## Task to complete
Carry on the press release about the NDP and the Lean program in Saskatchewan classrooms, picking up right after its last sentence.

NDP wants toxic Lean experiment kept out of classrooms

With the school year kicking off this week, Saskatchewan’s New Democrats want to ensure that the Sask. Party government’s costly Lean experiment is kept out of our province’s classrooms. 

“The start of school is always an exciting time, and we certainly hope it’s the beginning of a great year for students, teachers and education workers throughout our province,” said NDP deputy leader and education critic Trent Wotherspoon. “But we’re hearing a lot of concern and frustration about this government’s plan to impose their toxic Lean pet project on our education system. These kind of misplaced priorities and bad choices need to stop.

“Despite unprecedented revenues over the last seven years, this government’s approach to education is characterized by school roofs that are propped up with temporary posts, far too many overcrowded classrooms, and far too few educational assistants to help deliver much needed one-on-one attention. But instead of fixing those things, the Sask. Party government is planning to spend even more money on consultants, as it imposes its toxic Lean agenda on our kids’ classrooms.”

## Dataset entries
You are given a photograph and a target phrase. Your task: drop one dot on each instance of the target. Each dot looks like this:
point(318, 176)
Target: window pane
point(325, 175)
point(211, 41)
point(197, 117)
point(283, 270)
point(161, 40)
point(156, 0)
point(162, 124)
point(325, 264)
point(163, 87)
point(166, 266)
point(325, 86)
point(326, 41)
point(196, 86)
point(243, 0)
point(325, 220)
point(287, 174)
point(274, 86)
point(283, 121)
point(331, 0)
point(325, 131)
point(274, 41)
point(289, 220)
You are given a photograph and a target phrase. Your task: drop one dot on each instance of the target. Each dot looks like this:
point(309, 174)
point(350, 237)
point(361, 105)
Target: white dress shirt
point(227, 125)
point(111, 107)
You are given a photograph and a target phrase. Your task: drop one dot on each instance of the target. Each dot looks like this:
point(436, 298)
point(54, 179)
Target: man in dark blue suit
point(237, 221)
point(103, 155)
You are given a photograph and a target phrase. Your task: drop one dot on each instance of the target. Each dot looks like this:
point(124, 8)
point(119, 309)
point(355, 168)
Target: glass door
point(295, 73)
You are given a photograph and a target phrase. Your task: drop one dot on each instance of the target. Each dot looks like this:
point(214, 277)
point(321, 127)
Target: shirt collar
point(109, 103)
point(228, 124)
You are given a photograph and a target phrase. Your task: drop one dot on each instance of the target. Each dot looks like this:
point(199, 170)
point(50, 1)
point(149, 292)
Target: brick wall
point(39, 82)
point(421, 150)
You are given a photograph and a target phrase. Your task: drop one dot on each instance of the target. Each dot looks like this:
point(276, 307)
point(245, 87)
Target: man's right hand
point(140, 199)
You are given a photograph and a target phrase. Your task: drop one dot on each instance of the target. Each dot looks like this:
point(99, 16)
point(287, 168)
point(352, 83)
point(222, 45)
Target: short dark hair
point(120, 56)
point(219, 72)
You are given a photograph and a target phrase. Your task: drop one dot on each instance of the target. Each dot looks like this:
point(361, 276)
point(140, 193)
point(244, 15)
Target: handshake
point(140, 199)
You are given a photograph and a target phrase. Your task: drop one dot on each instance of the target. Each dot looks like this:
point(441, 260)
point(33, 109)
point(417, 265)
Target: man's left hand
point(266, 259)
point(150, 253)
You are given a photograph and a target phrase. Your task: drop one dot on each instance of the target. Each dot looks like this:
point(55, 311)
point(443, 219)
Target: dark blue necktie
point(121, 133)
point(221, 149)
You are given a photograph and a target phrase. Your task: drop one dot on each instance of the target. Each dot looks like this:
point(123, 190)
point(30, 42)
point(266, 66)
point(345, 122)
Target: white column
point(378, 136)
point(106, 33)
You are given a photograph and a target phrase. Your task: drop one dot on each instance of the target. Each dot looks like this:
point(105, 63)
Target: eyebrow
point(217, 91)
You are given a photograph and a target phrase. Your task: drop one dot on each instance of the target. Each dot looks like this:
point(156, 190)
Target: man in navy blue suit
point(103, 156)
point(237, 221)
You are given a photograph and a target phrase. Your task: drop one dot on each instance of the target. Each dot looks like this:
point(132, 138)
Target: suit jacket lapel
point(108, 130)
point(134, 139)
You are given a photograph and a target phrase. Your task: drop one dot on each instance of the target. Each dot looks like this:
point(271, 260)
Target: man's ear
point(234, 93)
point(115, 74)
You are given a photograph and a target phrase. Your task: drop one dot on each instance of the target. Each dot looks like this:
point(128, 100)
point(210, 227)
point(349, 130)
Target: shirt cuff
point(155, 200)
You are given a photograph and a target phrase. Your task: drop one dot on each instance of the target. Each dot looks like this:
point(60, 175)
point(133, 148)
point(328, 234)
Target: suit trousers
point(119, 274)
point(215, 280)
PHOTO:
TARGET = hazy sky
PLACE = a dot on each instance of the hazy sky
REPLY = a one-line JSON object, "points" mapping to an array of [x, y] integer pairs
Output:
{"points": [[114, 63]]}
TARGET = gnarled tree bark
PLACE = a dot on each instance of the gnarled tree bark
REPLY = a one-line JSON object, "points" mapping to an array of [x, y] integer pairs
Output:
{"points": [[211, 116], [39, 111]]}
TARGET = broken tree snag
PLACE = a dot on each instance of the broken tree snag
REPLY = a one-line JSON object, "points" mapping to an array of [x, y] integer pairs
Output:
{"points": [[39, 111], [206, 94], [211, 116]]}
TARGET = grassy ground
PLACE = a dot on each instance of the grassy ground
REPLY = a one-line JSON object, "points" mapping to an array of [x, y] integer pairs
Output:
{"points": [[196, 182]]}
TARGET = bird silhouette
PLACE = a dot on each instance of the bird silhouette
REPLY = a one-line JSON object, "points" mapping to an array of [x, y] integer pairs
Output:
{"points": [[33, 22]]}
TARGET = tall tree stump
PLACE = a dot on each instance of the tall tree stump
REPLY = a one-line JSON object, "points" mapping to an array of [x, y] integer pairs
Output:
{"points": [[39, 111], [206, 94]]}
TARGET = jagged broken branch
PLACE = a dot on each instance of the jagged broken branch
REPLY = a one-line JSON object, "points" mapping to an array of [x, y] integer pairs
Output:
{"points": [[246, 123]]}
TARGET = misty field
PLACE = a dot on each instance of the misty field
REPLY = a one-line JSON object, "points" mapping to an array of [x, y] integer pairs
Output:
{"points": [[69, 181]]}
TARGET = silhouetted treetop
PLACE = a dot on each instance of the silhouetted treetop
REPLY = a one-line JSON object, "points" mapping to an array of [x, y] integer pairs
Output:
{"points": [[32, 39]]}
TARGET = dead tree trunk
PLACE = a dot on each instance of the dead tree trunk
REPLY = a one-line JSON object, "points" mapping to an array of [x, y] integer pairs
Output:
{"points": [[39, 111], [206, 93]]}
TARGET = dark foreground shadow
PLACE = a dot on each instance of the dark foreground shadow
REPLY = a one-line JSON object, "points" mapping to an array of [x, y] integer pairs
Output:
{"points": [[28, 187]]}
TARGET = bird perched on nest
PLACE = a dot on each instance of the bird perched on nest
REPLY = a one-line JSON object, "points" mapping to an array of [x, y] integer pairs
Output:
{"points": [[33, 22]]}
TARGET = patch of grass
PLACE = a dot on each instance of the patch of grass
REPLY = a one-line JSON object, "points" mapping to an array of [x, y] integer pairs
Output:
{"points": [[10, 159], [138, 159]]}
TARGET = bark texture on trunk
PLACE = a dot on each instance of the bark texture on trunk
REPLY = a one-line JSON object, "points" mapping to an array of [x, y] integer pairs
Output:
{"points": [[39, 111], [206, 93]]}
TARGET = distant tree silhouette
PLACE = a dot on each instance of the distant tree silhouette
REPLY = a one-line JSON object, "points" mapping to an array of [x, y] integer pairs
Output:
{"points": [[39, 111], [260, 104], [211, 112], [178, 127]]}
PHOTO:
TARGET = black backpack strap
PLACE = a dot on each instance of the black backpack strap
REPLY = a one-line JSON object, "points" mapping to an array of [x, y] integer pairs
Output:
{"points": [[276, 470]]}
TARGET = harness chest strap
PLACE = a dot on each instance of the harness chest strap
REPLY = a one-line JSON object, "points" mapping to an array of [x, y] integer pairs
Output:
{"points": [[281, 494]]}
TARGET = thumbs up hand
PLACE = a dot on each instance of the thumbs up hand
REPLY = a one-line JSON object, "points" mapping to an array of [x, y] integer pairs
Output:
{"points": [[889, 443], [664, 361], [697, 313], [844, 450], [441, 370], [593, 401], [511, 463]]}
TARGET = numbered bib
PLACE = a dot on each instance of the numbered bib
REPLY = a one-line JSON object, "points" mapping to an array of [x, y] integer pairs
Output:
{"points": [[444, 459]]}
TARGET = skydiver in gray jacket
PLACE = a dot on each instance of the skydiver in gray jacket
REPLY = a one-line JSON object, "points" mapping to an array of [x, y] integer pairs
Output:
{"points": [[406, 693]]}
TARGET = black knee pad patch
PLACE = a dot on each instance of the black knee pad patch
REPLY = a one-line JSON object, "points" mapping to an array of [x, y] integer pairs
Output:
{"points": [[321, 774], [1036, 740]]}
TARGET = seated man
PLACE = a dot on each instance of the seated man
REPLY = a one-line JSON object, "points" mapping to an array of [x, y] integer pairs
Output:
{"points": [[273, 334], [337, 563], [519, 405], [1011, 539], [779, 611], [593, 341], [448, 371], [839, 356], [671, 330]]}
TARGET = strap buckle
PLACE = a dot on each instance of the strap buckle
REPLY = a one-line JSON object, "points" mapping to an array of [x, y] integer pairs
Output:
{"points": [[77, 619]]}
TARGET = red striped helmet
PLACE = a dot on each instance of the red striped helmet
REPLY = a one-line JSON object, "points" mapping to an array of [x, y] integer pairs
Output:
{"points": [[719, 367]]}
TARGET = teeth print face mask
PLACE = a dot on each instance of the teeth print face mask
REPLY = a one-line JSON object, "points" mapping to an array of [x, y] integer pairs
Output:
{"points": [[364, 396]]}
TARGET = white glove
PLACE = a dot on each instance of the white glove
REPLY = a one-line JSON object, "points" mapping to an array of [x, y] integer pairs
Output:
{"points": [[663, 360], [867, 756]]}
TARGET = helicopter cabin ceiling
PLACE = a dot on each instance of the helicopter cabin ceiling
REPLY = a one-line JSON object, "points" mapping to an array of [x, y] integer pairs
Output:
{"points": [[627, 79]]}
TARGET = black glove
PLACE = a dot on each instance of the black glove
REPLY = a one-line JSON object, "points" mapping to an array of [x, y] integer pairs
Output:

## Response
The government advertised during the summer for a Lean consulting firm to work in education and other areas of government. The government specifically said it wants a Lean consultant that aligns with the Sask. Party’s beliefs – driven by the controversial program brought in to health care by the government’s $40-million American Lean consultant, John Black.

“We’ve seen the mess created in our hospitals and care facilities because of this government’s Lean experiment, and we can’t afford to let the Sask. Party do the same thing to our kids’ classrooms,” said Wotherspoon. “Students, teachers and other educational workers are already dealing with the consequences of this government’s misplaced priorities and bad choices. We need a government that devotes resources to what really matters – ensuring that our teachers and classrooms are better supported and that our students have the best possible education.”